▸ **問題文**
以下の資料のうち、「Target: trekking pole」を含む行から「(1078, 542)」を含む行までを、両端の行も含めて、1行を1つの文字列とするJSONのリストに変換してください。空行は含めないでください。

▸ **資料抜粋**
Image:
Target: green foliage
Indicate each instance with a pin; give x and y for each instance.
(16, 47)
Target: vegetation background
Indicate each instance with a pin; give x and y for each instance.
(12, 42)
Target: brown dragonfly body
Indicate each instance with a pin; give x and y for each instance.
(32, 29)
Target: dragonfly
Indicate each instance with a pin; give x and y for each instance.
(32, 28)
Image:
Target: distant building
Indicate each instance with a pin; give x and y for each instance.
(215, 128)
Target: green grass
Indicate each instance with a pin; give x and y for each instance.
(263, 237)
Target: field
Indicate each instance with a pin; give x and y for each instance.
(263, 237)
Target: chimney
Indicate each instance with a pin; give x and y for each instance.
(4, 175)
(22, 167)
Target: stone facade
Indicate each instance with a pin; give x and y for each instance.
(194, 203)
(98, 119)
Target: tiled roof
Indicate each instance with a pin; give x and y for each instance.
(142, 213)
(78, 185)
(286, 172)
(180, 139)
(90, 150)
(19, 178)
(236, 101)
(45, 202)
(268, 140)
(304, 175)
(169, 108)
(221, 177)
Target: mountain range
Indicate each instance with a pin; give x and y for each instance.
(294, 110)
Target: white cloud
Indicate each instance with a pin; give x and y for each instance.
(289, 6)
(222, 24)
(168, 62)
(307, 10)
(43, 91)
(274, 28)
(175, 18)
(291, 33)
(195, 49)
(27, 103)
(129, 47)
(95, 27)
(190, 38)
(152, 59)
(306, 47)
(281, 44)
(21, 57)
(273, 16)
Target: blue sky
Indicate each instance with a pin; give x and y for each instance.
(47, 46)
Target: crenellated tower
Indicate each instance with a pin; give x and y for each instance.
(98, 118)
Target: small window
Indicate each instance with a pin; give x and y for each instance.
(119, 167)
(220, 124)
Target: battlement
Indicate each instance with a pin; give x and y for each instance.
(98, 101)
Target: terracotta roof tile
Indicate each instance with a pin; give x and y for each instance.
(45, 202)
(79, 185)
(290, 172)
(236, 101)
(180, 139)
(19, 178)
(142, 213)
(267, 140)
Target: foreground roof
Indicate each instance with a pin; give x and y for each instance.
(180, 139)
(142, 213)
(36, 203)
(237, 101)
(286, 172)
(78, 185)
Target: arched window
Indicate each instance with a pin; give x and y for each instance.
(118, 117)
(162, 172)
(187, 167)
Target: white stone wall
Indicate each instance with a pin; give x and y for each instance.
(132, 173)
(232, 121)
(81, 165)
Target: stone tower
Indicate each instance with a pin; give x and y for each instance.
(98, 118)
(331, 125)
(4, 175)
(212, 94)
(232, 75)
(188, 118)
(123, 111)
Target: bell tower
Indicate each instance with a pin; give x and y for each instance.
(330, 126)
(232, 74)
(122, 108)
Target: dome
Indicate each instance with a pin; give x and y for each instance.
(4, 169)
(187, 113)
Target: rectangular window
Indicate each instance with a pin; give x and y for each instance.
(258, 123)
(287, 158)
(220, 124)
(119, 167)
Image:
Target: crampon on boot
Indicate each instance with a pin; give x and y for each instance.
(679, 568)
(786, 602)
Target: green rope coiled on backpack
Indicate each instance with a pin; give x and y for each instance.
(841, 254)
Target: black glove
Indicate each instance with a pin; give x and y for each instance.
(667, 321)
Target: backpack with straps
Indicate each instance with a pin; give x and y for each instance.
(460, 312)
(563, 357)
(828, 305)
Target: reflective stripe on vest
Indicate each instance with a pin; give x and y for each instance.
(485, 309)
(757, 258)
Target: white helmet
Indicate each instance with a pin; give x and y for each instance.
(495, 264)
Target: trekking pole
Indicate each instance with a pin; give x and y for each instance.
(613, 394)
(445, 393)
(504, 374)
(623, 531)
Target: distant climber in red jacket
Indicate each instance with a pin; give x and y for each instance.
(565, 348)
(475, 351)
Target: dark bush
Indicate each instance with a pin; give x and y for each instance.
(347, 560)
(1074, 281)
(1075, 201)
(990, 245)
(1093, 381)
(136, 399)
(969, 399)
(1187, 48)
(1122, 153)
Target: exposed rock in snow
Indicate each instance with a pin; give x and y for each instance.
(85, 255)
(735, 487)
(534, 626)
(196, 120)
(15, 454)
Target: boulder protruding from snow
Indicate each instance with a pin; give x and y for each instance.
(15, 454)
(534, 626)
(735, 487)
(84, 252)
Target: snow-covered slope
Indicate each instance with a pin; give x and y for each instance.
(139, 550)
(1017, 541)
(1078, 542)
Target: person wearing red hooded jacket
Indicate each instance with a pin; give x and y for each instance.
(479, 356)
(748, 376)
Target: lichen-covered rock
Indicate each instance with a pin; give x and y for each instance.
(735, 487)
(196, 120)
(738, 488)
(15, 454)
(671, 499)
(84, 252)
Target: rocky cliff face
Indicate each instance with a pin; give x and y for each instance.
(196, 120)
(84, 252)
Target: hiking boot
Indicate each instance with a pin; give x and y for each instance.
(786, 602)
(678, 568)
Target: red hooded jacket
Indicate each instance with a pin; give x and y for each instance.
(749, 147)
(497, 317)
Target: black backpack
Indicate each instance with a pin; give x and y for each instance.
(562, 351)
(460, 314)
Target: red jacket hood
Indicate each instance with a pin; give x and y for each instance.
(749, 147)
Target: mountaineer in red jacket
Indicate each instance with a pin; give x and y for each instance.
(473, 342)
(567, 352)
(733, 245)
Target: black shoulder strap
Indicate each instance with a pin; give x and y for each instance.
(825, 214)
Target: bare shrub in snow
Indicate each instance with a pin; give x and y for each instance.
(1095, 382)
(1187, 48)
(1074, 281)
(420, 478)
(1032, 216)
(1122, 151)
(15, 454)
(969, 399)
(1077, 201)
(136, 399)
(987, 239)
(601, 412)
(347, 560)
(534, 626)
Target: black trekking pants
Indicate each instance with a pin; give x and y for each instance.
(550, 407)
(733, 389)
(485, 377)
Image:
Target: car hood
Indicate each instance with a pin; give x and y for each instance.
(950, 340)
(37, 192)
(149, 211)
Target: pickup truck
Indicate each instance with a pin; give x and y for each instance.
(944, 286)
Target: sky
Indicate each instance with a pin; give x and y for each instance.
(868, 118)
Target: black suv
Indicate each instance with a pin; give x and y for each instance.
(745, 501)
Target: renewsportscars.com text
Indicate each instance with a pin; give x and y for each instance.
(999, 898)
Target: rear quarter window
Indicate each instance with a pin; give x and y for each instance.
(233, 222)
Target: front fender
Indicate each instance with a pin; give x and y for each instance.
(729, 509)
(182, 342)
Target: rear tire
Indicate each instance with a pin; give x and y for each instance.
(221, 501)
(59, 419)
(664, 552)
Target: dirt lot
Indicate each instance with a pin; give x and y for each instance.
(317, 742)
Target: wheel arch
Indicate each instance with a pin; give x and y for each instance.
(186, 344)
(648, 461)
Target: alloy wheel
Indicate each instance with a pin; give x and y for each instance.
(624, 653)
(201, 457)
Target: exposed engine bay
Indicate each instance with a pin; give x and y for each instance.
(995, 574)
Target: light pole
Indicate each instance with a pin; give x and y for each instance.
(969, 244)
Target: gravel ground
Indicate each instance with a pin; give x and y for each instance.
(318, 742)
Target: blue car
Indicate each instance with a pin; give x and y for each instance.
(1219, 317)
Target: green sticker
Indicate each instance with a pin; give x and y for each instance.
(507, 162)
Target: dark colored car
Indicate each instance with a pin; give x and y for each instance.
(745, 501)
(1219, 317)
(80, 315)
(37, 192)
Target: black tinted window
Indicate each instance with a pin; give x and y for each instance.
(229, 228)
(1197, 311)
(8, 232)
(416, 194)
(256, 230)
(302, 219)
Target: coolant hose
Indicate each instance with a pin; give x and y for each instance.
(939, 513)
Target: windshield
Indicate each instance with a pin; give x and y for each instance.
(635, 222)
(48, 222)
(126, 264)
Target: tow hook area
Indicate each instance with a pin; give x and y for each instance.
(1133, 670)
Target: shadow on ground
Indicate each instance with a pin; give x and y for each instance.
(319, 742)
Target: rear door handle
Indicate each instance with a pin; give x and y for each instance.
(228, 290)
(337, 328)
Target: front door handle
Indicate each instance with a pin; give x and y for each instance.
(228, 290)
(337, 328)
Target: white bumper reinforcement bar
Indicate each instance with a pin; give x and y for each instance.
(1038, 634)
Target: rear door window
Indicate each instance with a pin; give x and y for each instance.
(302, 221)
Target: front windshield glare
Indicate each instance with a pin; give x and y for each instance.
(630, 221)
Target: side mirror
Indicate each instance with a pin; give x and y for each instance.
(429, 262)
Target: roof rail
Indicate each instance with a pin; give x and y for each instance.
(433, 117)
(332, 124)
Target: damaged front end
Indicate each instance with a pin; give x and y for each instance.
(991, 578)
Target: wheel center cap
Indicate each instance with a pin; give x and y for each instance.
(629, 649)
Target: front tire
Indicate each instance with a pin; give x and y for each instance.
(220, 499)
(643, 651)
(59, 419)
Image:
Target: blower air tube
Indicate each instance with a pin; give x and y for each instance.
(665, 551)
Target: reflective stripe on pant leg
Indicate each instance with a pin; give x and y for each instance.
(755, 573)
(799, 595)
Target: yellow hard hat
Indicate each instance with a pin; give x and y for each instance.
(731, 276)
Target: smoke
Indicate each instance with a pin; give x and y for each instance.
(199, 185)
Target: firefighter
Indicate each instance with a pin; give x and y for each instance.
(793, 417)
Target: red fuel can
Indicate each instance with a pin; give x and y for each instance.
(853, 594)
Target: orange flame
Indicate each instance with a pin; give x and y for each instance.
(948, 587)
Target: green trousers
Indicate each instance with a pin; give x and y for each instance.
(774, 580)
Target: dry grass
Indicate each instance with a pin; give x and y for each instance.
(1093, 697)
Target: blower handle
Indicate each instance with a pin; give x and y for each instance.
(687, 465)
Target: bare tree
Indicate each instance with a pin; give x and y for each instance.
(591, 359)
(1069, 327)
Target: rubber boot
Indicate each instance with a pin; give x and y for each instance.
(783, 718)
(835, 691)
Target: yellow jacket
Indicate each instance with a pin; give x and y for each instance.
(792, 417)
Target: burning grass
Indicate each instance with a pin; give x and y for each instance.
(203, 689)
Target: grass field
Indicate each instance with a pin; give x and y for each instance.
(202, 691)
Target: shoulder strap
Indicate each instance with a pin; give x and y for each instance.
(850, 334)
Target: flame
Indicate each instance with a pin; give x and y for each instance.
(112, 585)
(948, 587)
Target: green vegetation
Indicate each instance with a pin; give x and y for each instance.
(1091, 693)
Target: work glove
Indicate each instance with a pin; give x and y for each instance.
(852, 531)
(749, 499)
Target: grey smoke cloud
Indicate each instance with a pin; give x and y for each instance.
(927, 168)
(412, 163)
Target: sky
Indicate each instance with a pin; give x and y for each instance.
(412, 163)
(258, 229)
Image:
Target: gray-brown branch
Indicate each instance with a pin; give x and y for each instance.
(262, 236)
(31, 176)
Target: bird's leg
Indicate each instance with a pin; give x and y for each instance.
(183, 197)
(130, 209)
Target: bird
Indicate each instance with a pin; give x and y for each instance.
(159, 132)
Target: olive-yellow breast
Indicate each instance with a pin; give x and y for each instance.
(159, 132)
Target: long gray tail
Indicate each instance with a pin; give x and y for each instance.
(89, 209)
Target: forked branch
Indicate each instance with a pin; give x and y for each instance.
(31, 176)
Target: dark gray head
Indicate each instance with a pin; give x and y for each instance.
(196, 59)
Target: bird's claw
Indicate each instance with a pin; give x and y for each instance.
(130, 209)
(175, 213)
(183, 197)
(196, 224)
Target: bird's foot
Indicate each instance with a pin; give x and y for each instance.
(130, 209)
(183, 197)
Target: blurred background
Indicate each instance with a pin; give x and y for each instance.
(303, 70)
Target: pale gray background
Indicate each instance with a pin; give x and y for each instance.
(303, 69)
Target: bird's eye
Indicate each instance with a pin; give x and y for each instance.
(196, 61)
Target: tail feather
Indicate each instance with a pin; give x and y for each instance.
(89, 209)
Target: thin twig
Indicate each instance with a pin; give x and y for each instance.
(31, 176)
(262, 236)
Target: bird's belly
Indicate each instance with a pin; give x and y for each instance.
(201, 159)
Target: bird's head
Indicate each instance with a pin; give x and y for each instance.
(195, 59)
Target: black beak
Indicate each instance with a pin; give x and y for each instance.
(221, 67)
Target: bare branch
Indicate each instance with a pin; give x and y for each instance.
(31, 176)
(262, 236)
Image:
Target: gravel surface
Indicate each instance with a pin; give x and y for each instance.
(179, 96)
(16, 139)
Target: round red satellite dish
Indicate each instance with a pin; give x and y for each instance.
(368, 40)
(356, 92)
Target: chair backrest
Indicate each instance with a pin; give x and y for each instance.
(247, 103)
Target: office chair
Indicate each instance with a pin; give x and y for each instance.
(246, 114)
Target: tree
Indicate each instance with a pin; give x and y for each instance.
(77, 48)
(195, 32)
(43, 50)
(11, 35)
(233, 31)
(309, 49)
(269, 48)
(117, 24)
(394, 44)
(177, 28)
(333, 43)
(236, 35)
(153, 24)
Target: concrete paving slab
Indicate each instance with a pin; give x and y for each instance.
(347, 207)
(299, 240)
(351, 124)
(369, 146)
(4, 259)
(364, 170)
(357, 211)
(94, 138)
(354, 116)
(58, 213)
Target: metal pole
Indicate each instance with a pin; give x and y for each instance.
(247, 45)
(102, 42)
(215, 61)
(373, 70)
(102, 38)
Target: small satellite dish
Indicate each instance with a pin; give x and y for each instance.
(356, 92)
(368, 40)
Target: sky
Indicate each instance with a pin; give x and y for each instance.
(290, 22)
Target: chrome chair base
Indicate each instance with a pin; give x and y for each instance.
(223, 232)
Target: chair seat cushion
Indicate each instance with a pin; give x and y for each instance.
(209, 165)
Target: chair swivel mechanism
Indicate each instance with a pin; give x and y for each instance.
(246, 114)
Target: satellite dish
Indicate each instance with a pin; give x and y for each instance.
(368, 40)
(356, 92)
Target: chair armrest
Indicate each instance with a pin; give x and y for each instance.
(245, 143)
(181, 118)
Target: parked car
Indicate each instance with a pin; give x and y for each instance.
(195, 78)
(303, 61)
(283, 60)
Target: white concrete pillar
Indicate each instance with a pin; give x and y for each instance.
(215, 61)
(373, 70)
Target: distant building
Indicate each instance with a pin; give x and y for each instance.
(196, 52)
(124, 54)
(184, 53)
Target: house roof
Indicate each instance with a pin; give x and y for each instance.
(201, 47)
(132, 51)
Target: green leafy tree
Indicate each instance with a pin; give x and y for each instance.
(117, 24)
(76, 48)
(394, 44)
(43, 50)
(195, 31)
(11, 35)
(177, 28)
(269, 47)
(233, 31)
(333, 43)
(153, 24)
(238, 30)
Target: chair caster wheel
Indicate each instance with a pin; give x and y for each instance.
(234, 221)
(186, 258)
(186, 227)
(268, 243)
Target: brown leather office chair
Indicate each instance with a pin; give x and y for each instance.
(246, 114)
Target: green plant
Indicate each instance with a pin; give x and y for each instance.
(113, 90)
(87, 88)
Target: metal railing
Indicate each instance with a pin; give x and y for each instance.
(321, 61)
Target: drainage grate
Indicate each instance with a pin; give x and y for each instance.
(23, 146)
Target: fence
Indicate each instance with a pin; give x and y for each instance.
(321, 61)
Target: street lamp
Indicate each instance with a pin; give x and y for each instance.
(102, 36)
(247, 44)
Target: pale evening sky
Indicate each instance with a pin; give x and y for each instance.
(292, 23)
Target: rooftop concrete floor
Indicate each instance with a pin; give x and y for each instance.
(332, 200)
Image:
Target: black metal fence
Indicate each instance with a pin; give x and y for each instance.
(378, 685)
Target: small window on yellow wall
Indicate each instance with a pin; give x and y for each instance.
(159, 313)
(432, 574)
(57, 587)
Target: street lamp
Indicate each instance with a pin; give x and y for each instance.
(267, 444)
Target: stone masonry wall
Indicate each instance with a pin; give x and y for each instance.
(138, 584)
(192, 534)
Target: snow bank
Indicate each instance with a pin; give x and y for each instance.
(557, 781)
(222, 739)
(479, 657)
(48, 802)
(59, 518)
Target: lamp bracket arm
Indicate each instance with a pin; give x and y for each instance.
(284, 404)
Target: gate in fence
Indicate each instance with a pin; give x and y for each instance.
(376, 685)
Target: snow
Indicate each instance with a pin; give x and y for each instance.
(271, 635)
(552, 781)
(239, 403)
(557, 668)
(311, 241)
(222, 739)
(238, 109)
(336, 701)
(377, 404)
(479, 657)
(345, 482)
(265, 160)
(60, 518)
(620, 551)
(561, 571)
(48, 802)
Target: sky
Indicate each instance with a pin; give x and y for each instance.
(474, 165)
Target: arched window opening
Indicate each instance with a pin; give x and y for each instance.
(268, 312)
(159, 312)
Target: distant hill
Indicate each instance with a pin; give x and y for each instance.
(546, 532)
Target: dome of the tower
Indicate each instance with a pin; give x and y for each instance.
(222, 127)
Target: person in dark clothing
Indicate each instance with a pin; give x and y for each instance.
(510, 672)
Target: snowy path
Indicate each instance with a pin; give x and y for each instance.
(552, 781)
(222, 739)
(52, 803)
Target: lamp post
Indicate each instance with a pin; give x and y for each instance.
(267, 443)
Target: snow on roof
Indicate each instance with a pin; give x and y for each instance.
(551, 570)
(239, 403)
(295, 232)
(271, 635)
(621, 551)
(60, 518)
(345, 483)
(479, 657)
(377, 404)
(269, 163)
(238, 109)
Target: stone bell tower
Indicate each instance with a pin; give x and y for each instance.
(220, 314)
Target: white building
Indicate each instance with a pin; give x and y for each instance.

▸ **解答**
[
  "Target: trekking pole",
  "Indicate each instance with a pin; give x and y for each instance.",
  "(613, 394)",
  "(445, 393)",
  "(504, 374)",
  "(623, 531)",
  "Target: distant climber in red jacket",
  "Indicate each instance with a pin; give x and y for each instance.",
  "(565, 348)",
  "(475, 351)",
  "Target: dark bush",
  "Indicate each instance with a pin; give x and y for each instance.",
  "(347, 560)",
  "(1074, 281)",
  "(1075, 201)",
  "(990, 245)",
  "(1093, 381)",
  "(136, 399)",
  "(969, 399)",
  "(1187, 48)",
  "(1122, 153)",
  "Target: exposed rock in snow",
  "Indicate each instance with a pin; give x and y for each instance.",
  "(85, 255)",
  "(735, 487)",
  "(534, 626)",
  "(196, 120)",
  "(15, 454)",
  "Target: boulder protruding from snow",
  "Indicate each instance with a pin; give x and y for each instance.",
  "(15, 454)",
  "(534, 626)",
  "(735, 487)",
  "(84, 252)",
  "Target: snow-covered slope",
  "Indicate each instance with a pin; give x and y for each instance.",
  "(139, 550)",
  "(1017, 541)",
  "(1078, 542)"
]